- Records provided -
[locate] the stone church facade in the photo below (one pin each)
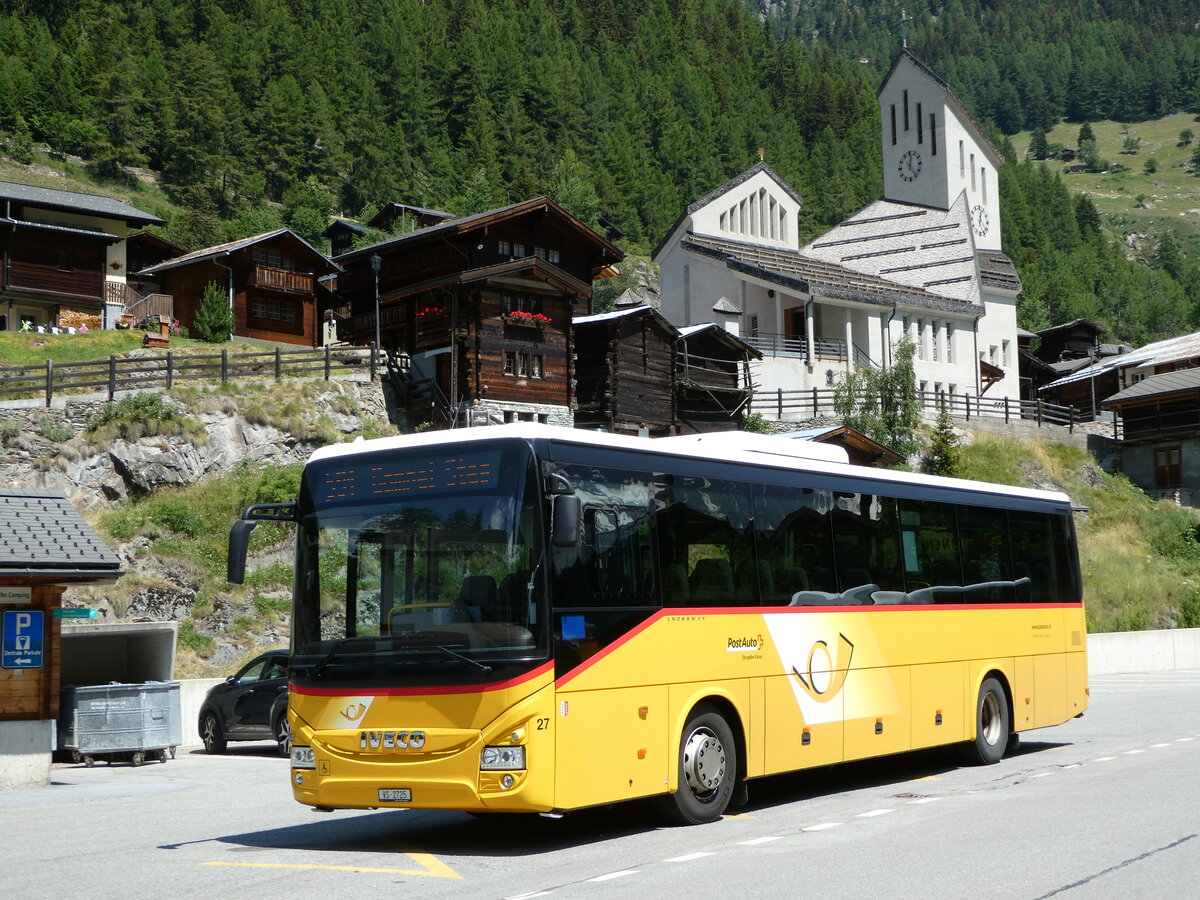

--

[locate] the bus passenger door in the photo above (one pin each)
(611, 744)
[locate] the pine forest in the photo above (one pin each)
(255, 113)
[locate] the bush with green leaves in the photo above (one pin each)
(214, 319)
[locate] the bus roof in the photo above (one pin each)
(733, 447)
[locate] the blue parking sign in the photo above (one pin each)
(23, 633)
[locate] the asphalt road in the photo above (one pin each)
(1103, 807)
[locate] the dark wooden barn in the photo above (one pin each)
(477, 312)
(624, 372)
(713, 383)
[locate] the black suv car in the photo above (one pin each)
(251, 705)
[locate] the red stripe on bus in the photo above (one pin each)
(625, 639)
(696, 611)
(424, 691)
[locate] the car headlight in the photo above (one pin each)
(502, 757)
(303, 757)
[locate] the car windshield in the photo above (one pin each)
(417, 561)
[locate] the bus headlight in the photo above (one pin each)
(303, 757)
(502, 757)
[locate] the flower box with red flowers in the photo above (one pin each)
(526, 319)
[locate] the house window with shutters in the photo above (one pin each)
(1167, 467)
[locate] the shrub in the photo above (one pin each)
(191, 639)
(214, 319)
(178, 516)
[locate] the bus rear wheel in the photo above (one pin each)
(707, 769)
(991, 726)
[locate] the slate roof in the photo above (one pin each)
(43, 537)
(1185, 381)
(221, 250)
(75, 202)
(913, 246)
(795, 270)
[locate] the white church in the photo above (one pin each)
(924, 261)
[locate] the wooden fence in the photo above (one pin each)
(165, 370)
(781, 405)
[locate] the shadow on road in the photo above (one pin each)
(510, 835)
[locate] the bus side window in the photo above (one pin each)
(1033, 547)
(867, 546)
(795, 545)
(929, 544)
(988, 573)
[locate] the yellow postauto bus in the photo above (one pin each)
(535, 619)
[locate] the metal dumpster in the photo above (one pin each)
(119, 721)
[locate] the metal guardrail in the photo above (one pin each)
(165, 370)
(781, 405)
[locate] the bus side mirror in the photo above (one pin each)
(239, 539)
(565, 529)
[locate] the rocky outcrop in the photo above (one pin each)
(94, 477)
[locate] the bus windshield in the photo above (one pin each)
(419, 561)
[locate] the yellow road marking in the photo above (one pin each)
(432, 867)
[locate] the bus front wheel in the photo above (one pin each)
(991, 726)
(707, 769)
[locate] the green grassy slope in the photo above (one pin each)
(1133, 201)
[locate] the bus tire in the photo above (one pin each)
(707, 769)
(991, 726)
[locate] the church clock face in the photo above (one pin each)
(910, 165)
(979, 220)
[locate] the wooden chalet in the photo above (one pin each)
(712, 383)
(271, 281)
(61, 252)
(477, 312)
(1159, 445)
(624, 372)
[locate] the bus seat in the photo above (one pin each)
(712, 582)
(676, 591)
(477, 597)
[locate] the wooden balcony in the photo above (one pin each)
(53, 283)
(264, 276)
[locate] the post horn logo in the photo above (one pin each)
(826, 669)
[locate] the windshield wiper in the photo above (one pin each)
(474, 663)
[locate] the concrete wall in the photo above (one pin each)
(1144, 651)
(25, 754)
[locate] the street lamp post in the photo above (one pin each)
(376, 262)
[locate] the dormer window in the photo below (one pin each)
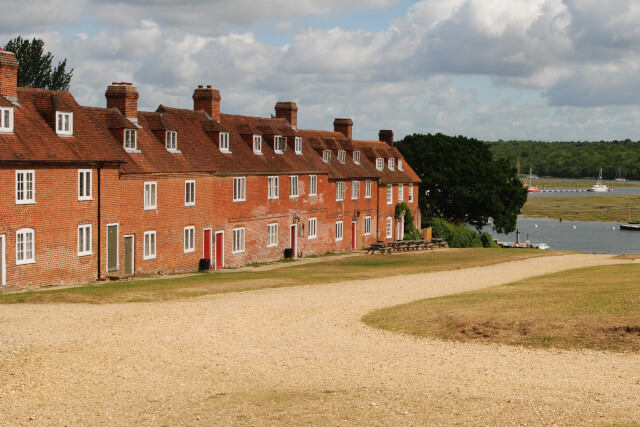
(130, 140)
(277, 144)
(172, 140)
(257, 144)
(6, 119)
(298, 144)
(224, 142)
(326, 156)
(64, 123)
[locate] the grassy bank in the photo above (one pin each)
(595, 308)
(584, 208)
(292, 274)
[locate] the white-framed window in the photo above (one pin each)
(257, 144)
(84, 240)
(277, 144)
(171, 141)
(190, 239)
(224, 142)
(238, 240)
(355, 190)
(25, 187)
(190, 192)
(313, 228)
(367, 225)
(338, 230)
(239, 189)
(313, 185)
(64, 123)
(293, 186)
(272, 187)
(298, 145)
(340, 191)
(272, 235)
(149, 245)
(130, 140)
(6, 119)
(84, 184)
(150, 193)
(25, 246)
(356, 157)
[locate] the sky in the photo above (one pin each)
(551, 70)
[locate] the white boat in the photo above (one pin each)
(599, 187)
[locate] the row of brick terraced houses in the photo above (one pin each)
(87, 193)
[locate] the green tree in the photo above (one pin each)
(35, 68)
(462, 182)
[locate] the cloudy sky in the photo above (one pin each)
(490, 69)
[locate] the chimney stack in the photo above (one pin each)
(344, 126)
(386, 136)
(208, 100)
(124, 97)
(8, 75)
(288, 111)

==

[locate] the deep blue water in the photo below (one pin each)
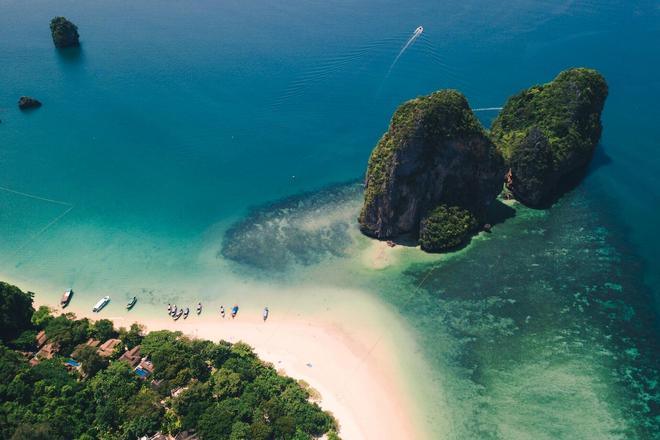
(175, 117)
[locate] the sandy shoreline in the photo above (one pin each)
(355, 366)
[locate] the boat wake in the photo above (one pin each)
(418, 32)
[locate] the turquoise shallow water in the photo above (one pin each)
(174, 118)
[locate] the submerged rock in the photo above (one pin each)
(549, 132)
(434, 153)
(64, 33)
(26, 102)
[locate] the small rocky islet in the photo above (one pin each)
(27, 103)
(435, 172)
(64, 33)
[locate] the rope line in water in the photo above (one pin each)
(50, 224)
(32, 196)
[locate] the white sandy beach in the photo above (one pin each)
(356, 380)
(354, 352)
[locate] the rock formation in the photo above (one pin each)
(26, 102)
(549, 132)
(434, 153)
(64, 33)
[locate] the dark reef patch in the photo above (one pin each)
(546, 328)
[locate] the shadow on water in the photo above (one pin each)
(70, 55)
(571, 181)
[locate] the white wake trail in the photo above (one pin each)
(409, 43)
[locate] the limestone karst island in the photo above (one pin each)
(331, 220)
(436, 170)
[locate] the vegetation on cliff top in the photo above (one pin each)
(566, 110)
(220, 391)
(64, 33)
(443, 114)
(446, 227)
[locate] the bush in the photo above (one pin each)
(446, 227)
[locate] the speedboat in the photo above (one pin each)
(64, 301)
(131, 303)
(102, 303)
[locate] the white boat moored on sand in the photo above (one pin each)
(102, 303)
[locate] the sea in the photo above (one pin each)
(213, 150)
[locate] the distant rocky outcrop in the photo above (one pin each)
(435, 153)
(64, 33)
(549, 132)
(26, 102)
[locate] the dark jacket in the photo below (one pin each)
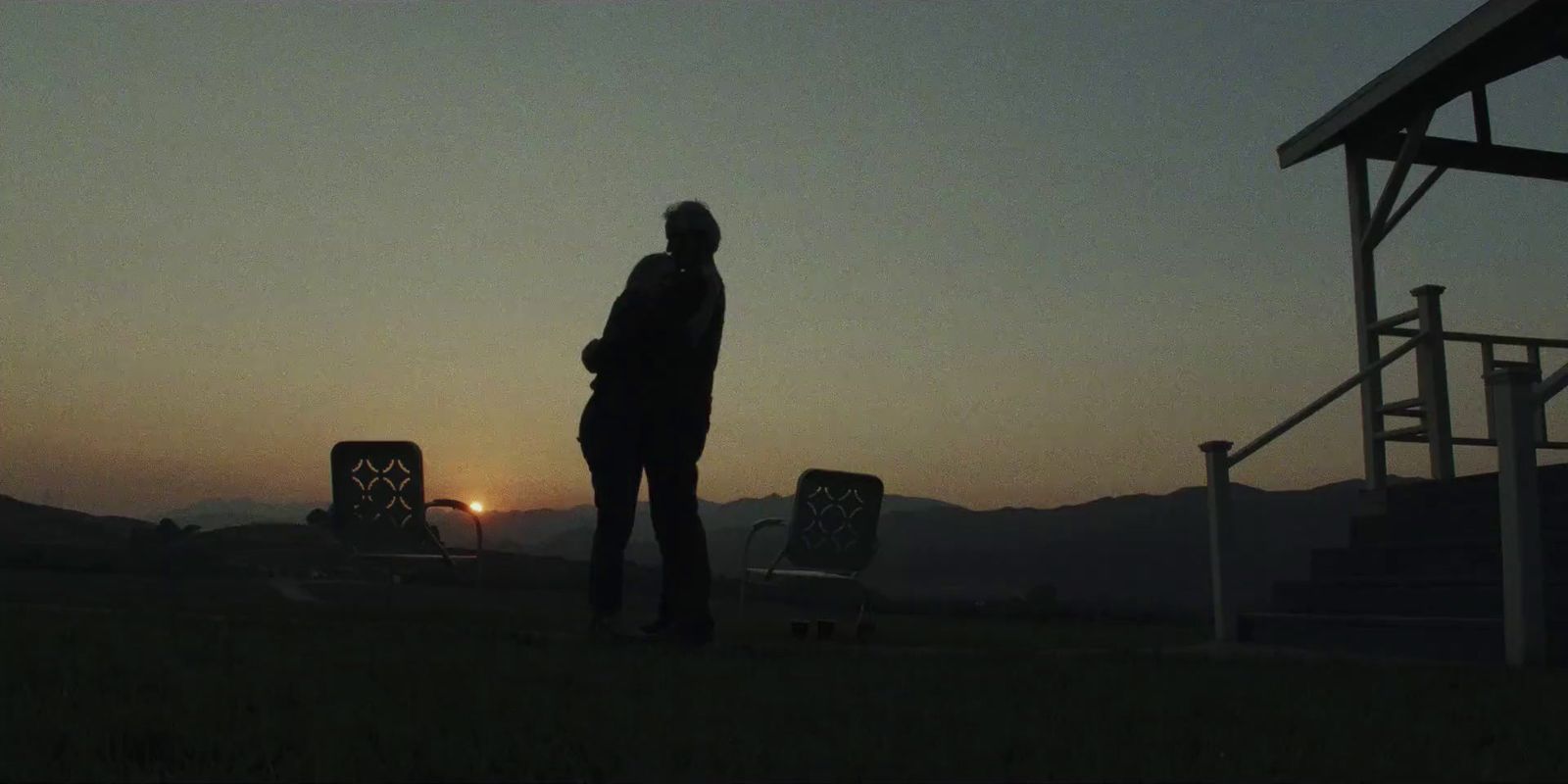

- Problem to work on -
Word for word, restate the lines above from the line containing "[locate] the speedboat" through the line containing "[locate] the dark jacket", with both included and nothing else.

- Solved exercise -
[locate] the speedboat in the photo above (one pin each)
(64, 301)
(131, 303)
(102, 303)
[locate] the white boat moored on sand in the photo above (one pin each)
(102, 303)
[locate] the sea in the photo above (one pin each)
(213, 150)
[locate] the distant rocky outcrop in the photo above (one pin each)
(435, 153)
(64, 33)
(549, 132)
(26, 102)
[locate] the dark jacket in the photo below (one pin each)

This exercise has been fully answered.